## Written request
Reproduce every line of the listing below, requests included, but add 32 to each bounding box coordinate in the answers. Leave the pictures out.

[Listing of entries on locating named things]
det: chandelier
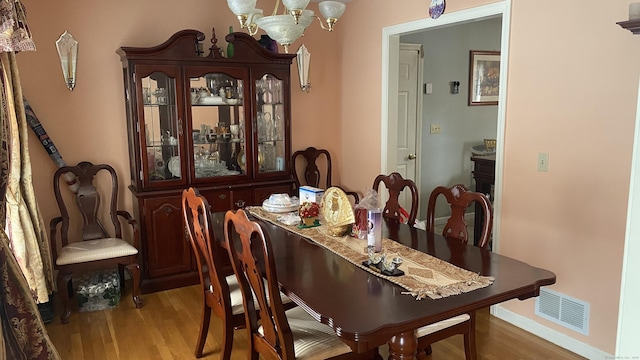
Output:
[227,0,348,53]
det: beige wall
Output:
[18,0,640,353]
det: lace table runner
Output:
[246,206,494,300]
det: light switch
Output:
[538,153,549,172]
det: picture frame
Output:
[469,50,500,106]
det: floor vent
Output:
[536,288,589,335]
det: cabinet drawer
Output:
[201,187,251,212]
[253,184,293,205]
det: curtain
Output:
[0,0,60,360]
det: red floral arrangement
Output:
[298,201,320,218]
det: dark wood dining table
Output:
[212,212,556,359]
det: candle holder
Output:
[56,31,78,91]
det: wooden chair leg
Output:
[127,264,144,309]
[464,311,477,360]
[58,272,71,324]
[196,303,212,359]
[118,264,124,296]
[220,318,233,360]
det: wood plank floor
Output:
[46,284,584,360]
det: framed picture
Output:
[469,50,500,106]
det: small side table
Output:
[471,155,496,245]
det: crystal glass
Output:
[227,0,257,15]
[256,15,304,51]
[318,1,347,20]
[298,10,315,29]
[282,0,309,10]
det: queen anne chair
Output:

## Task solution
det: chandelier
Output:
[259,32,380,85]
det: beige wall
Output:
[50,32,672,385]
det: lace table runner
Output:
[278,238,526,332]
det: light switch
Output:
[570,185,581,204]
det: picture frame
Output:
[501,82,532,138]
det: floor vent
Output:
[568,320,621,367]
det: cabinet drawer
Output:
[233,219,283,244]
[285,216,325,237]
det: curtain
Output:
[32,32,92,392]
det: red floral arrangement
Output:
[330,233,352,250]
det: dark wood dining table
Output:
[244,244,588,391]
det: candle holder
Output:
[88,63,110,123]
det: wooden chair leg
Output:
[159,296,176,341]
[496,343,509,392]
[90,304,103,356]
[228,335,244,391]
[150,296,156,328]
[252,350,265,392]
det: wood plank floor
Output:
[78,316,616,392]
det: framed picture
Output:
[501,82,532,138]
det: small side table
Output:
[503,187,528,277]
det: crystal glass
Output:
[259,32,289,47]
[288,47,336,83]
[350,33,379,52]
[330,42,347,61]
[314,32,341,42]
det: queen anne chair
Output:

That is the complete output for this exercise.